1. OK, done with my column, my "back to brunch" (at home with my family pod) and Sunday chores, so here's my thread on why 1970 is the greatest music year of all time. But I have to start with two...
2. caveats. First, most critics think of 1970 for the rise of the singer-songwriter, to which I say...meh. Second, some horrible things happened in 1970 off-vinyl -- the death of Jimi and Janis, breakup of the Beatles. No studio records from the Stones or the Who, BUT...
3. 1970 was the last super great year for the one-off pop-rock 45, including "Venus" by Shocking Blue, "Spirit in the Sky," by Norman Greenbaum, and of course "Ride Captain Ride" by Blues Image
4. In a big news year that marked the true end of the '60s, amazing topical songs included "War" by Edwin Starr, Temptations' "Ball of Confusion" and two blasts from CSNY, "Woodstock" and "Ohio"
5. OK, the Stones were still frazzled from Altamount but that didn't stop a flood of other rock hits from CCR like "Travelin Band," "Lola" by the Kinks and the Guess Who's "American Woman"
6. But what really gives 1970 that extra bounce is that soul/R&B was near or at its peak -- especially Motown w/ 4 No. 1 hits by the Jackson 5, Stevie Wonder's "Signed Sealed Delivered and Smokey Robinson's "Tears of a Clown"
-----
Reproduce word for word the 1970 music thread between "2. caveats. First, most" and "the Who, BUT...", inclusive. Draw only on the 1970 music thread, not on the data.

# GIVEN MATERIAL:
-----
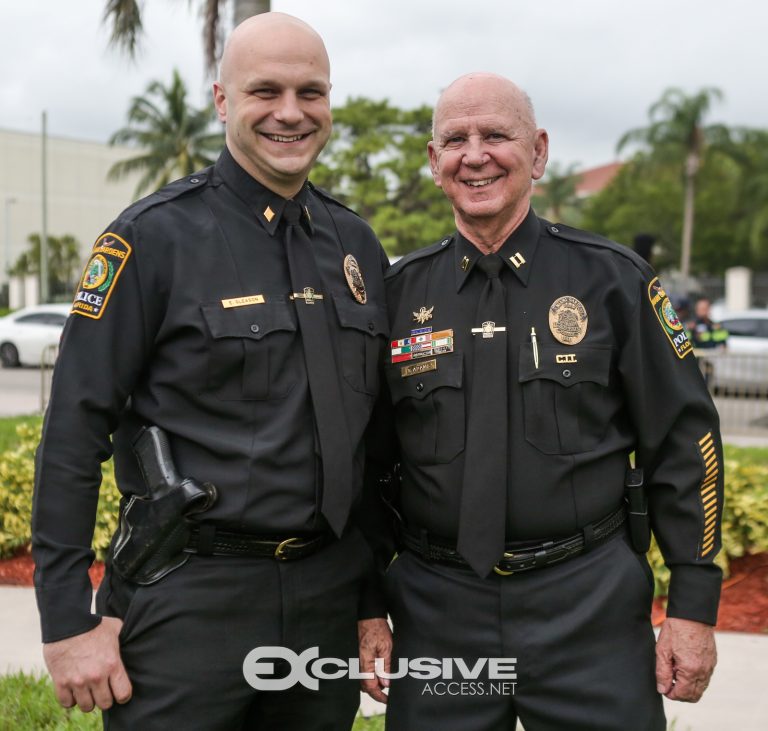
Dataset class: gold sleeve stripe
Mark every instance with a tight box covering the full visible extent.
-----
# SOLUTION FOR THIS TASK:
2. caveats. First, most critics think of 1970 for the rise of the singer-songwriter, to which I say...meh. Second, some horrible things happened in 1970 off-vinyl -- the death of Jimi and Janis, breakup of the Beatles. No studio records from the Stones or the Who, BUT...